_EXERCISE DESCRIPTION_.
Retype the entries in full, exactly.

_STORED DATA_.
★ ★ ★ ★ ★
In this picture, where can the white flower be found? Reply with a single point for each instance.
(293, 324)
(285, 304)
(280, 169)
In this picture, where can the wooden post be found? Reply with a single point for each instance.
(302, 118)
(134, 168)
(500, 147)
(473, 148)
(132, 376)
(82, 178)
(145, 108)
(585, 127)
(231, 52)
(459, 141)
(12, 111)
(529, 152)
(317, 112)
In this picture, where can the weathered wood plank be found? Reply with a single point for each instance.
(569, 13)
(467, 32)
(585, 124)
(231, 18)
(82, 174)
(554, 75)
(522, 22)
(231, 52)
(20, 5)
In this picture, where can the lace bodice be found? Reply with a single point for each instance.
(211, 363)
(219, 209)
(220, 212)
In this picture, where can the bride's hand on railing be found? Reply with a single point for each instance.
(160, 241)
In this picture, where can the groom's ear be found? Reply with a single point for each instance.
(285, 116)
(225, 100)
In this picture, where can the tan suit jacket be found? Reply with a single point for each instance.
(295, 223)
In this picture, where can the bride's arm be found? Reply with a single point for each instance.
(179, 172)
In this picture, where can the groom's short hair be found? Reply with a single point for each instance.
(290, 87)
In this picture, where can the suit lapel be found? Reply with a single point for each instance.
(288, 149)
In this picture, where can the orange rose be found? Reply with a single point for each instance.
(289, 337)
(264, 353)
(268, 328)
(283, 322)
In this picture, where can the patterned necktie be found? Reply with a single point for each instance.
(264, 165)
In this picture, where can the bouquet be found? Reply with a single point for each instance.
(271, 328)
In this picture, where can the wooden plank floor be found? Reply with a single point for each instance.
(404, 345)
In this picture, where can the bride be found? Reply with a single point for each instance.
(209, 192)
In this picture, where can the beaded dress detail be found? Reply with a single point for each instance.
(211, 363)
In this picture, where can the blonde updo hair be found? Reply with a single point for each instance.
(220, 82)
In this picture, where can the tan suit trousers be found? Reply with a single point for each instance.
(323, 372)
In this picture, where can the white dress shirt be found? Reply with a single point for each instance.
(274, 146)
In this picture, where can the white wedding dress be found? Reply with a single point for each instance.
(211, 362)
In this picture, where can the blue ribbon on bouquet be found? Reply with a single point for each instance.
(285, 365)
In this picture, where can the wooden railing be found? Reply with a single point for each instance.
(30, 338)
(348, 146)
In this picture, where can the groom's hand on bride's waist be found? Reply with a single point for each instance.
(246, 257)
★ ★ ★ ★ ★
_WRITTEN RESPONSE_.
In this picture, where can the white flower be found? Reply with a single point for each instance.
(293, 324)
(285, 304)
(280, 169)
In this picture, where can the wooden post be found? Reply with a single point for each instance.
(302, 118)
(134, 168)
(500, 147)
(473, 148)
(132, 376)
(82, 178)
(145, 108)
(585, 127)
(231, 52)
(459, 141)
(12, 111)
(529, 152)
(317, 112)
In this picture, where can the weathered wood plank be found? Reply with a single point for each instance.
(569, 13)
(467, 32)
(585, 124)
(231, 18)
(82, 174)
(554, 75)
(522, 22)
(231, 52)
(20, 5)
In this picture, where can the lace bodice be found? Reply with a single point for each instance.
(211, 363)
(219, 209)
(220, 212)
In this picture, where can the bride's hand on railing be found? Reply with a single point for each instance.
(160, 241)
In this picture, where can the groom's ear be found? Reply with a single point for each instance.
(285, 116)
(225, 100)
In this picture, where can the tan suit jacket be found? Reply with a single point for each instance.
(295, 223)
In this picture, where can the bride's arm be found? Reply with a single point for each instance.
(179, 172)
In this picture, where can the groom's short hair be found? Reply with a single point for each instance.
(290, 87)
In this picture, where can the suit lapel be found? Reply with a single point for each instance.
(288, 149)
In this picture, where can the orange rose be found? Reply with a single point for each instance.
(289, 337)
(264, 353)
(268, 328)
(283, 322)
In this picture, where can the patterned necktie be found? Reply with a single point for each instance.
(264, 165)
In this picture, where can the bouquet be found? Reply with a single point for each instance.
(271, 328)
In this picture, where can the wooden plank floor be found? Reply with a single point for each instance.
(404, 345)
In this picture, where can the bride be found? Reply with a single point for each instance.
(209, 192)
In this picture, where can the beaded dress detail be found? Reply with a single point for each instance.
(211, 363)
In this picture, where can the blonde updo hair be found? Reply with a single point for each instance.
(220, 82)
In this picture, where can the tan suit trousers be found? Reply with a single point for each instance.
(323, 372)
In this picture, where can the white dress shirt be found? Reply with a single point for each instance.
(274, 146)
In this picture, where can the white wedding dress be found? Reply with a single point for each instance.
(211, 362)
In this picture, where can the blue ribbon on bouquet be found? Reply with a single point for each instance.
(285, 365)
In this picture, where can the wooden railing be found? Reply with a single point for each instance.
(30, 338)
(348, 146)
In this picture, where can the groom's hand on bride's waist be found? Reply with a single point for each instance.
(246, 257)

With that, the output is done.